Work order:
Copy the lines below exactly. No picture goes into the copy.

(Stored data entries)
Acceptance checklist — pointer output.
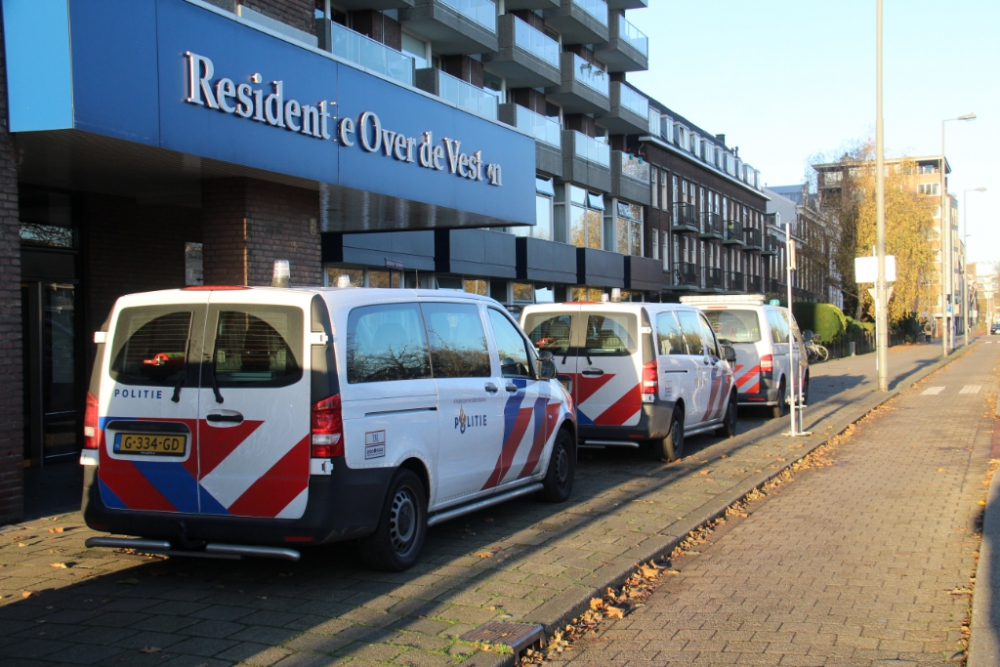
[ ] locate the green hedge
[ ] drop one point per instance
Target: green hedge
(823, 319)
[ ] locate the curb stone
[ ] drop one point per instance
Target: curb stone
(553, 615)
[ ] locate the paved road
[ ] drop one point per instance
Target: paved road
(522, 561)
(855, 564)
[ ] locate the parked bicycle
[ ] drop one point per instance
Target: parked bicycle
(814, 351)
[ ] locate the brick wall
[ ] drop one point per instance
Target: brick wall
(296, 13)
(248, 224)
(11, 433)
(131, 248)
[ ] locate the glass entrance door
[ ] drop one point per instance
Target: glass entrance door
(52, 412)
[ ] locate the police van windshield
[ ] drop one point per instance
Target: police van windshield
(736, 326)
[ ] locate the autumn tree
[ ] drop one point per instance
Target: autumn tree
(909, 232)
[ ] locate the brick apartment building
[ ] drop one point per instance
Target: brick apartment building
(428, 143)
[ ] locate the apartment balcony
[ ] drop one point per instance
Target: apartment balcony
(630, 178)
(371, 55)
(583, 87)
(461, 94)
(685, 218)
(454, 26)
(528, 58)
(629, 111)
(545, 130)
(586, 161)
(752, 239)
(627, 47)
(734, 233)
(685, 274)
(580, 21)
(711, 226)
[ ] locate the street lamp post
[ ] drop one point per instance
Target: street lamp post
(965, 262)
(946, 277)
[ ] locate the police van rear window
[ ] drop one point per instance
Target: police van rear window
(151, 347)
(736, 326)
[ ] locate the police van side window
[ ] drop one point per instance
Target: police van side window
(669, 338)
(151, 347)
(386, 343)
(692, 332)
(515, 360)
(258, 346)
(457, 340)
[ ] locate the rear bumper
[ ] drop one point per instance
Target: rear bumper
(344, 505)
(654, 422)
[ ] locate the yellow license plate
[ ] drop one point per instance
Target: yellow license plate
(152, 444)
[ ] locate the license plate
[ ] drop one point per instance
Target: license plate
(151, 444)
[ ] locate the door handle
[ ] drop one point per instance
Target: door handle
(219, 418)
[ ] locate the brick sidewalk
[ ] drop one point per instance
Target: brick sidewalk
(853, 564)
(521, 561)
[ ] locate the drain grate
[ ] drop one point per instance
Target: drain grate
(518, 636)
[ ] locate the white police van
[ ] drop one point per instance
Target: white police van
(759, 332)
(232, 421)
(639, 373)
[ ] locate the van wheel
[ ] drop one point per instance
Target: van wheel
(671, 447)
(558, 482)
(396, 543)
(727, 428)
(780, 410)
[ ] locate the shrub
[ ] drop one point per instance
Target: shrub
(824, 319)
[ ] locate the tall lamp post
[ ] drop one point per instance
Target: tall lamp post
(965, 263)
(946, 277)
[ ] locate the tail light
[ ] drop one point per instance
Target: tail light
(90, 425)
(766, 364)
(327, 439)
(650, 382)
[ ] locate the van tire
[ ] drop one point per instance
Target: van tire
(396, 543)
(558, 482)
(671, 448)
(781, 409)
(727, 429)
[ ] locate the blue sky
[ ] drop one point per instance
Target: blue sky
(787, 79)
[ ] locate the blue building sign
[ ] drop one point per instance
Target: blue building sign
(183, 76)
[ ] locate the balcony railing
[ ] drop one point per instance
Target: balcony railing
(592, 150)
(734, 232)
(596, 8)
(634, 101)
(635, 168)
(368, 53)
(713, 277)
(685, 273)
(467, 96)
(633, 36)
(542, 128)
(536, 43)
(685, 217)
(711, 225)
(590, 75)
(482, 12)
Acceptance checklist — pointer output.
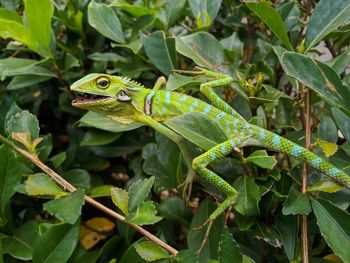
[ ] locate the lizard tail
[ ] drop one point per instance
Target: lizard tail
(280, 144)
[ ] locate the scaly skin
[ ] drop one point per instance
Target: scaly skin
(127, 101)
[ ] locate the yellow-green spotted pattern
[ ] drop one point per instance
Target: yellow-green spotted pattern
(153, 106)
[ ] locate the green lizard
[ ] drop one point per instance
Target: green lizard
(127, 101)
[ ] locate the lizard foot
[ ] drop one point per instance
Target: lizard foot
(187, 187)
(209, 221)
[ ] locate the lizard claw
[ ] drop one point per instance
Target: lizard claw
(187, 187)
(206, 236)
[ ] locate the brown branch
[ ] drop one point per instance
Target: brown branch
(304, 239)
(66, 185)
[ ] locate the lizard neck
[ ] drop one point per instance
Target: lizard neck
(163, 105)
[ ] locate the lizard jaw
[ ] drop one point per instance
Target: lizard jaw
(88, 98)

Output of the task:
Acceptance checklist — pointer output.
[ ] locate the green hedge
[ ] drop one point per instance
Target: green hedge
(823, 319)
[ ] locate the curb stone
[ ] drop one point per instance
Target: curb stone
(553, 615)
[ ] locate the paved road
[ ] drop one point per instance
Target: paved road
(522, 561)
(855, 564)
[ ] locate the parked bicycle
[ ] drop one point per instance
Target: parked bicycle
(814, 351)
[ ] locate the brick wall
[ ] drop one point per instance
Target: brick wall
(296, 13)
(248, 224)
(11, 433)
(131, 248)
[ ] locate the glass entrance door
[ ] drop one point per instance
Target: glass entrance door
(52, 412)
[ ] locate the police van windshield
[ ] drop one point per instance
Target: police van windshield
(736, 326)
[ ] locate the autumn tree
[ ] drop one point per instance
Target: autumn tree
(909, 232)
[ ] locate the brick apartment building
[ ] drop one point per instance
Target: brick apartment building
(428, 143)
[ ] locate the apartment balcony
[ ] drop one point per instance
Target: apartment balcony
(630, 178)
(371, 55)
(583, 87)
(461, 94)
(685, 218)
(454, 26)
(528, 58)
(629, 111)
(545, 130)
(586, 161)
(752, 239)
(627, 47)
(734, 233)
(685, 274)
(580, 21)
(711, 226)
[ ] locate the street lamp post
[ ] drop one point per instance
Target: street lamp post
(965, 262)
(946, 277)
[ ] locate the police van rear window
[ ] drop one point per instance
Target: police van rear window
(151, 347)
(736, 326)
[ ] locate the police van side window
[ ] drop one point per instance
Target: police van side window
(669, 338)
(151, 347)
(386, 343)
(692, 332)
(515, 360)
(258, 346)
(457, 340)
[ ] locate the rear bumper
[ ] drop one point per instance
Target: rear bumper
(344, 505)
(654, 422)
[ ] locate the yellow license plate
[ ] drop one point per instance
Target: yellow license plate
(152, 444)
[ ] locate the license plate
[ ] drop one point per instance
Target: license plate
(151, 444)
[ ] locate the door handle
[ ] drop one point per instance
Target: door handle
(219, 418)
[ ] locate the brick sidewalk
[ ] drop one point per instance
Target: brick sidewalk
(853, 564)
(521, 561)
[ ] locate the drain grate
[ ] drop one point per instance
Target: drain grate
(518, 636)
[ ] locate the white police van
[ ] drop one point per instance
Target: white police van
(759, 332)
(232, 421)
(639, 373)
[ ] locate the van wheel
[ ] drop one point per instance
Target: van wheel
(671, 447)
(558, 482)
(396, 543)
(727, 428)
(780, 410)
[ ] locate the shrub
[ ] drop one point per instance
Target: shrub
(824, 319)
[ ] locate the tall lamp post
[ ] drop one point per instance
Target: tall lamp post
(965, 263)
(946, 277)
[ ] locate the tail light
[ ] drop one point per instance
Target: tail light
(90, 425)
(766, 364)
(327, 439)
(650, 382)
[ ] locate the van tire
[ ] drop one point per instance
Target: van tire
(396, 543)
(558, 482)
(671, 448)
(781, 409)
(727, 429)
[ ] locate the blue sky
[ ] drop one point per instance
Target: blue sky
(787, 79)
[ ] locate the blue building sign
[ ] drop one point per instance
Target: blue building sign
(183, 76)
[ ] locate the balcony railing
[ ] drop one point per instance
Target: balcony railing
(592, 150)
(734, 232)
(596, 8)
(634, 101)
(635, 168)
(368, 53)
(713, 277)
(685, 273)
(467, 96)
(633, 36)
(542, 128)
(536, 43)
(685, 217)
(711, 225)
(590, 75)
(482, 12)
Acceptance checklist — pointer output.
[ ] locate the lizard tail
[ ] drop one point per instance
Target: lizard tail
(280, 144)
[ ] locate the scaly skin
[ ] drop one point per instance
Target: scaly skin
(127, 101)
[ ] locate the yellow-green spotted pattern
[ ] drop one point per instance
Target: yellow-green spotted pattern
(153, 106)
[ ] locate the green lizard
[ ] drop one point per instance
Target: green lizard
(127, 101)
[ ] locate the lizard foot
[ ] drop one point per instance
Target: lizard foot
(187, 187)
(209, 221)
[ ] locate the lizard claw
[ ] drop one point per instance
Target: lizard claw
(187, 187)
(206, 236)
[ ] locate the brown branch
[ ] drop one point per instance
Target: brown branch
(304, 239)
(66, 185)
[ ] locate the lizard neck
[ ] drop one point per instance
Target: lizard neck
(163, 105)
[ ] locate the lizard jaw
[ ] drop one point per instance
Target: lizard jaw
(88, 98)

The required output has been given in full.